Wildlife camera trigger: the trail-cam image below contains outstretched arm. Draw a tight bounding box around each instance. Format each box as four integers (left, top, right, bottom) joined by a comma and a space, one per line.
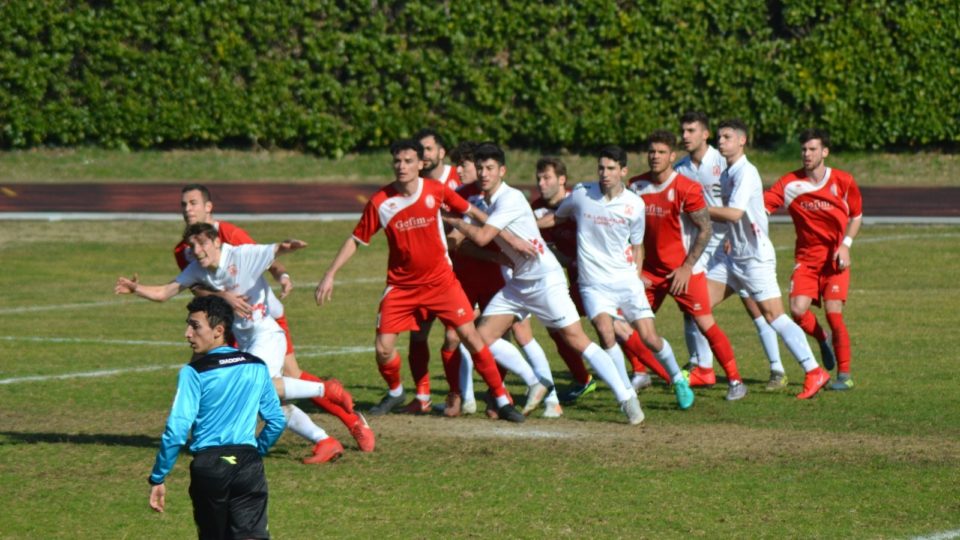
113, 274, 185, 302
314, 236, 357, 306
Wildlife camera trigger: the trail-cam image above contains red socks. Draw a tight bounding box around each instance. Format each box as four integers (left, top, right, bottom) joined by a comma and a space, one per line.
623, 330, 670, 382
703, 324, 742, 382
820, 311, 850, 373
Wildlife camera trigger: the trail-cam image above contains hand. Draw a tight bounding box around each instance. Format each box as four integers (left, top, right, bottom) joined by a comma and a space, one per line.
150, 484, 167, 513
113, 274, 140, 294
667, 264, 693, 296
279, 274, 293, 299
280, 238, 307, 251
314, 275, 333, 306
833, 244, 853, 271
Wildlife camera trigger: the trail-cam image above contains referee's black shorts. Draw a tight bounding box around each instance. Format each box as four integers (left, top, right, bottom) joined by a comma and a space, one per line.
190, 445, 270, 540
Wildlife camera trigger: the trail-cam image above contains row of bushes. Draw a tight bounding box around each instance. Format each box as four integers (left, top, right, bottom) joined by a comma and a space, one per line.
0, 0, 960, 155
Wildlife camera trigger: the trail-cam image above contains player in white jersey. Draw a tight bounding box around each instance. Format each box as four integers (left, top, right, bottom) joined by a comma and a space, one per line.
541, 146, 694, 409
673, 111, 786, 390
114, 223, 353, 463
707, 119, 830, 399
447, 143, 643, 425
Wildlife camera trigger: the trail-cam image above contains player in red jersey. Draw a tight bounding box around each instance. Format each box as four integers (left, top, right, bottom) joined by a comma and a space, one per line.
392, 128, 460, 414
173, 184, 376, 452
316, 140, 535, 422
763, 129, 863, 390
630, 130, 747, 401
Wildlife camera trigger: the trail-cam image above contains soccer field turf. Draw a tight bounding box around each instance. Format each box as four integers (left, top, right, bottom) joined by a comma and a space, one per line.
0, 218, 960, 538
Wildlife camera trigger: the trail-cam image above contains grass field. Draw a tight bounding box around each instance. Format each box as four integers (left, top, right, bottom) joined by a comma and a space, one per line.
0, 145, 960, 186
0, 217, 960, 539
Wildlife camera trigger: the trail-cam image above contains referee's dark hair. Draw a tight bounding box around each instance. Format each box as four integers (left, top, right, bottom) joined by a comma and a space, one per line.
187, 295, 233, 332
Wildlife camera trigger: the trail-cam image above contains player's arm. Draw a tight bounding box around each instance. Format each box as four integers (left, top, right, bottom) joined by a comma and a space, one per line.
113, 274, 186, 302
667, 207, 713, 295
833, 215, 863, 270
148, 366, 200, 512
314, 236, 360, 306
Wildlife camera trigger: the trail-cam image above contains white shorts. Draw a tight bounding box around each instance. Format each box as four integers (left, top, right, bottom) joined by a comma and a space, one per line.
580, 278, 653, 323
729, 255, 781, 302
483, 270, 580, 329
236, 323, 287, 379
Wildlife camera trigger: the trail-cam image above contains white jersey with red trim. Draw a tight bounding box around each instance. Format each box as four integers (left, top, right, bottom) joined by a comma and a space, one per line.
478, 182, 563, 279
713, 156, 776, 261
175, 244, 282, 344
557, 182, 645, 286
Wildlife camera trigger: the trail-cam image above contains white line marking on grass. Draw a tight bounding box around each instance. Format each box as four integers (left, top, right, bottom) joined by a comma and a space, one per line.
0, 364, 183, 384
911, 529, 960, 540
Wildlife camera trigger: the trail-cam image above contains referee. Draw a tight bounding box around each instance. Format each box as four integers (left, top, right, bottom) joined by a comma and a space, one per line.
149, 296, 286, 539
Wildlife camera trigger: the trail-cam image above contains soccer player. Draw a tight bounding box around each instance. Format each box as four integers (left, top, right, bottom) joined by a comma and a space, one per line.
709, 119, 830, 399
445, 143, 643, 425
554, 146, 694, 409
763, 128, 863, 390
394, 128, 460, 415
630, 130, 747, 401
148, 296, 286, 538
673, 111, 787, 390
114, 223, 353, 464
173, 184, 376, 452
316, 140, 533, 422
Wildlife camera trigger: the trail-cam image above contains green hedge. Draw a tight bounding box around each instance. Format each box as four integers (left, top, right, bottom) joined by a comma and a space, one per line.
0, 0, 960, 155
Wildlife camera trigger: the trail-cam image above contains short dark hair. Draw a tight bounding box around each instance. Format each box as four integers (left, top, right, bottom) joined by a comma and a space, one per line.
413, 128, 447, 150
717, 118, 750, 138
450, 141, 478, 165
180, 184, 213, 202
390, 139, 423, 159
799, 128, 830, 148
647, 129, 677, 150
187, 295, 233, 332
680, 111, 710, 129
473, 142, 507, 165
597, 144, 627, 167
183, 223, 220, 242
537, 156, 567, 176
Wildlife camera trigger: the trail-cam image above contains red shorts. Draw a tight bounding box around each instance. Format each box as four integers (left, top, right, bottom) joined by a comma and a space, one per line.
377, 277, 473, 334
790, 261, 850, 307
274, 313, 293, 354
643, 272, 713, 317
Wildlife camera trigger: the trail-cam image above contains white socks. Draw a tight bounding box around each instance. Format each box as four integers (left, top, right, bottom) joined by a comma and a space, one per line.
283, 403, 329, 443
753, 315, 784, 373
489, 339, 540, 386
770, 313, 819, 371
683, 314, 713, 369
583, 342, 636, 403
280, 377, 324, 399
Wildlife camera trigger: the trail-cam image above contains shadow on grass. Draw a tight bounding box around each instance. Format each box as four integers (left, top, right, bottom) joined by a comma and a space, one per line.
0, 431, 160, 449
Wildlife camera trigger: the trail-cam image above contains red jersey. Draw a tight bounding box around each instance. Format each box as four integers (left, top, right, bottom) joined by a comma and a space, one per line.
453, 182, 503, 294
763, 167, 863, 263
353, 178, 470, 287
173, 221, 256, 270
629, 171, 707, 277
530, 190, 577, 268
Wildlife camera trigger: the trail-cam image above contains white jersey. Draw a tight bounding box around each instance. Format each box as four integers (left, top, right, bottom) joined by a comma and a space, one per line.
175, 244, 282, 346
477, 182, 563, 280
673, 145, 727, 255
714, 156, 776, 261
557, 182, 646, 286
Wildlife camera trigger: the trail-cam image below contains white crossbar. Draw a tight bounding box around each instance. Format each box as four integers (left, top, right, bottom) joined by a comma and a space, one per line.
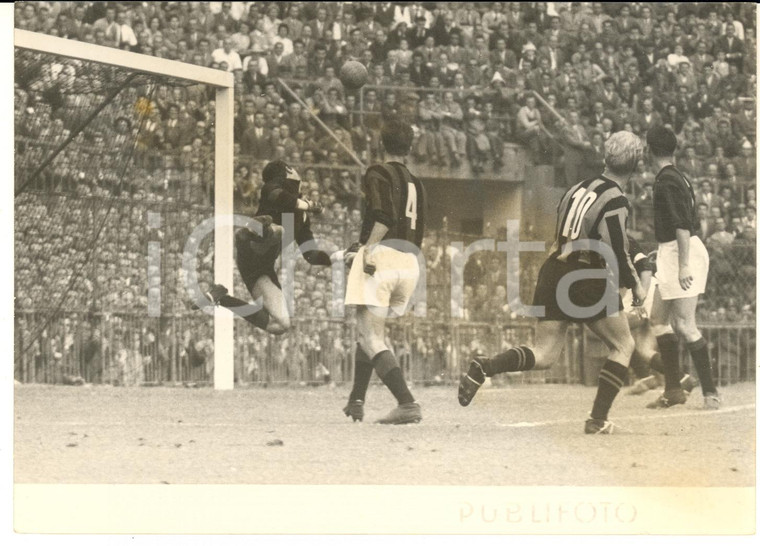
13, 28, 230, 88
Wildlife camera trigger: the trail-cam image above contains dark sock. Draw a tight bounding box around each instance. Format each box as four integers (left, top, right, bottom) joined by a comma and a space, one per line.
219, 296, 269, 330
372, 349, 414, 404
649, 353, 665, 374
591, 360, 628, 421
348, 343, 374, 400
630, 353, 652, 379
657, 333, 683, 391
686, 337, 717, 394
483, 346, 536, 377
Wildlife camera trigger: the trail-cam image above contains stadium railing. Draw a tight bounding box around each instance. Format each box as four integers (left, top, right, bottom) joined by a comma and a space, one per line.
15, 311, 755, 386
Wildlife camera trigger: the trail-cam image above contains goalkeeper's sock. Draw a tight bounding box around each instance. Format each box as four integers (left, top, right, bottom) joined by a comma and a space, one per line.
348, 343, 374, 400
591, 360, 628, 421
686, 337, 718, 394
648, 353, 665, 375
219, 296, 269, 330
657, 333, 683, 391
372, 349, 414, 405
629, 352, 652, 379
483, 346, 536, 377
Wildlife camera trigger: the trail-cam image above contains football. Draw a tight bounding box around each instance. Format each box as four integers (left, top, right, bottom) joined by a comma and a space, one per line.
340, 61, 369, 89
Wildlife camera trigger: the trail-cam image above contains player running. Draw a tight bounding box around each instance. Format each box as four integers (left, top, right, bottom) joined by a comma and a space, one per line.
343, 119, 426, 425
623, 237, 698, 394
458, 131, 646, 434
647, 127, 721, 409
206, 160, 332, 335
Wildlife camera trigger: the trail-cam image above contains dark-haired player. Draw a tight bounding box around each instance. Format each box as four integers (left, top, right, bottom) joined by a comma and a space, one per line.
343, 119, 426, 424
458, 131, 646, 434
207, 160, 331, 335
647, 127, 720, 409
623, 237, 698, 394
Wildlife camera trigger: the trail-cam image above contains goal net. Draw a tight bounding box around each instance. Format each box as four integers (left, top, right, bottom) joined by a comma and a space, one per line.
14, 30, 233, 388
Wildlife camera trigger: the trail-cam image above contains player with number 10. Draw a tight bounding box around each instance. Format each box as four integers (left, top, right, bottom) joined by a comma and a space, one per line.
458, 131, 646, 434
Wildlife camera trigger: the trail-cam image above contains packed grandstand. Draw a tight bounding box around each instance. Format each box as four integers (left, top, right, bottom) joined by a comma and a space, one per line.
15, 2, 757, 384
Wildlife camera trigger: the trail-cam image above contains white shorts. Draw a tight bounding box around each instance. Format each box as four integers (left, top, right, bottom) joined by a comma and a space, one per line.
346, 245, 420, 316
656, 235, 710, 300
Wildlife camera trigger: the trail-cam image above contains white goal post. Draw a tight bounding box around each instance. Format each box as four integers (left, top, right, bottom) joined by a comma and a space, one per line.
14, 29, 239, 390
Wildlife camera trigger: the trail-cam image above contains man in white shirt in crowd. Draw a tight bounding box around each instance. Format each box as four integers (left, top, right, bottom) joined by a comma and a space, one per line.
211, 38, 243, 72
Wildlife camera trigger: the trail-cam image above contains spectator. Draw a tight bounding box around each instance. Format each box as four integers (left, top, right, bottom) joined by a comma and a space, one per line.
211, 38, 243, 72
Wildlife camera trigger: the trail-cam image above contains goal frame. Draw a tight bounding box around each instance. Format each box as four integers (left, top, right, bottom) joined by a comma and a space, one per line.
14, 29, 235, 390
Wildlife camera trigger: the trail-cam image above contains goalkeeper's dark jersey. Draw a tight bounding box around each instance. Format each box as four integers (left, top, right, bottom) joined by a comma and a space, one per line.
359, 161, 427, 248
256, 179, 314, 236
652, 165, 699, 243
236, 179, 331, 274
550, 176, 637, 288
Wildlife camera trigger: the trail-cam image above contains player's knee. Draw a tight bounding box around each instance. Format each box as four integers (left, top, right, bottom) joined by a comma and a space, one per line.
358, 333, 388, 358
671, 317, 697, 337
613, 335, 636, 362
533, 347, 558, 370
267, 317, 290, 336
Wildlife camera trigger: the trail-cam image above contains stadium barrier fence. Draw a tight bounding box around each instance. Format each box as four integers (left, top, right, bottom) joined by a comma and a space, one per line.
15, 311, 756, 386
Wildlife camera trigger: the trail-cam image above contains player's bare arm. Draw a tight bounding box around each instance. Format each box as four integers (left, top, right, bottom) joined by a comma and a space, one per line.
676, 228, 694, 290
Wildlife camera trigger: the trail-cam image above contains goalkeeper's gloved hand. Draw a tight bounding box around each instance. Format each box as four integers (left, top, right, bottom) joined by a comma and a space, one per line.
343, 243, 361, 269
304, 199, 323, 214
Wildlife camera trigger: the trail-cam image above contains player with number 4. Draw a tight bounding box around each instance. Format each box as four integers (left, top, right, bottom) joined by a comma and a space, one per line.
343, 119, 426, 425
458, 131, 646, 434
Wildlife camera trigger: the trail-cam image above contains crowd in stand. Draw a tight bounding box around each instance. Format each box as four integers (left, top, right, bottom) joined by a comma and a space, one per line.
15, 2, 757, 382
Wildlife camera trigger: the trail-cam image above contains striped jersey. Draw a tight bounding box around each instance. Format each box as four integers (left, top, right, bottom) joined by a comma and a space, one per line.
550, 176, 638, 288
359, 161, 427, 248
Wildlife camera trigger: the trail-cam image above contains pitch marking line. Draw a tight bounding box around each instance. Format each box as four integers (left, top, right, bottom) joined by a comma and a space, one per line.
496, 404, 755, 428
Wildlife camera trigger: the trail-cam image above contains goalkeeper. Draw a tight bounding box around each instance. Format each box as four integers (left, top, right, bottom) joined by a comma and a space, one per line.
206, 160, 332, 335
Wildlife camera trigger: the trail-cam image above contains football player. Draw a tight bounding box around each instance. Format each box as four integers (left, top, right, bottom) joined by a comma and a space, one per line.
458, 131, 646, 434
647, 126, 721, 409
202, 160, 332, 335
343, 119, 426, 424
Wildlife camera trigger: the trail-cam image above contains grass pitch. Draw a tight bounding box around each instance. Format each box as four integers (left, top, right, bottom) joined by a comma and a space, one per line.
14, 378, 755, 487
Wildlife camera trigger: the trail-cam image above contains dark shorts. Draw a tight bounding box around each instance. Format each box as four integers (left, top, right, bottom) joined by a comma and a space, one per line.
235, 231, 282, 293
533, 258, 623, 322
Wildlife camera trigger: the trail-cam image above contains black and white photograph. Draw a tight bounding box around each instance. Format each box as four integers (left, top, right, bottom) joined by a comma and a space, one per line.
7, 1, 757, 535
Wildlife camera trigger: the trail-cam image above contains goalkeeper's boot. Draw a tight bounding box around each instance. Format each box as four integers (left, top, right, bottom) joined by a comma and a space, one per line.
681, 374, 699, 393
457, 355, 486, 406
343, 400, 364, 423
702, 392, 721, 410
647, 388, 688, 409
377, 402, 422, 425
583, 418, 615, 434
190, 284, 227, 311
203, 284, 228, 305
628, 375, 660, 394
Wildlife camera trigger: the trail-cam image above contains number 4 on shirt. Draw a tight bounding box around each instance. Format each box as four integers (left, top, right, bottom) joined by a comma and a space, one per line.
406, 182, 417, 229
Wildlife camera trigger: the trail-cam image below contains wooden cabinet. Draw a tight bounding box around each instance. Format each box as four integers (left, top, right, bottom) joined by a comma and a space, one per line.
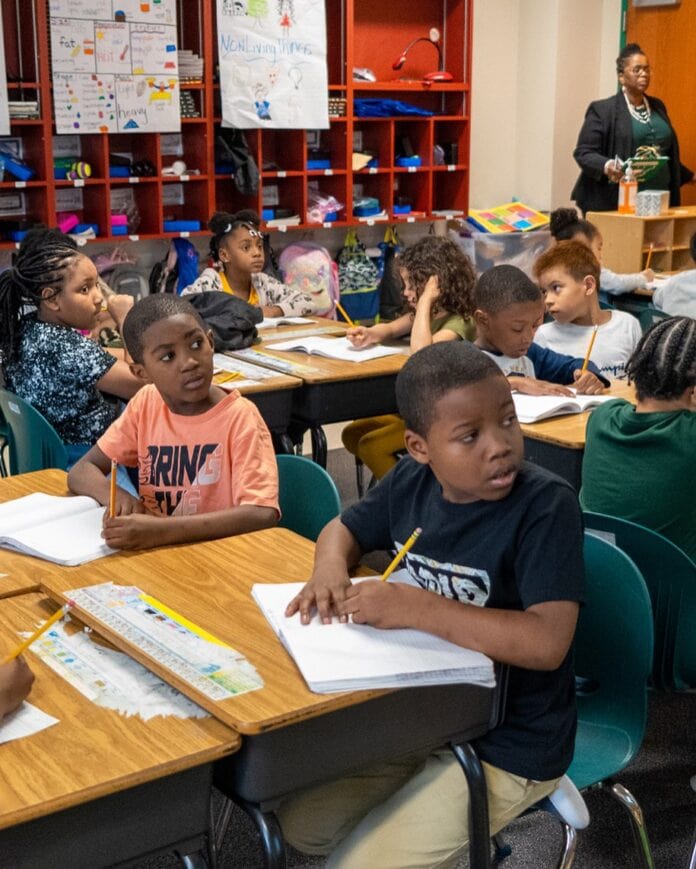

» WORK TO DO
Find every line in the records that contains the string "photograph", matching case exactly, and copy each of those lines in full.

» SOLUTION TO THE EXERCISE
Wildlife camera trigger: the trail-cam image above contains black and white photograph. Draw a tight bounding box around each instance. Format each box as four integers (left, top, right, bottom) joined by a comma and a space, one per line.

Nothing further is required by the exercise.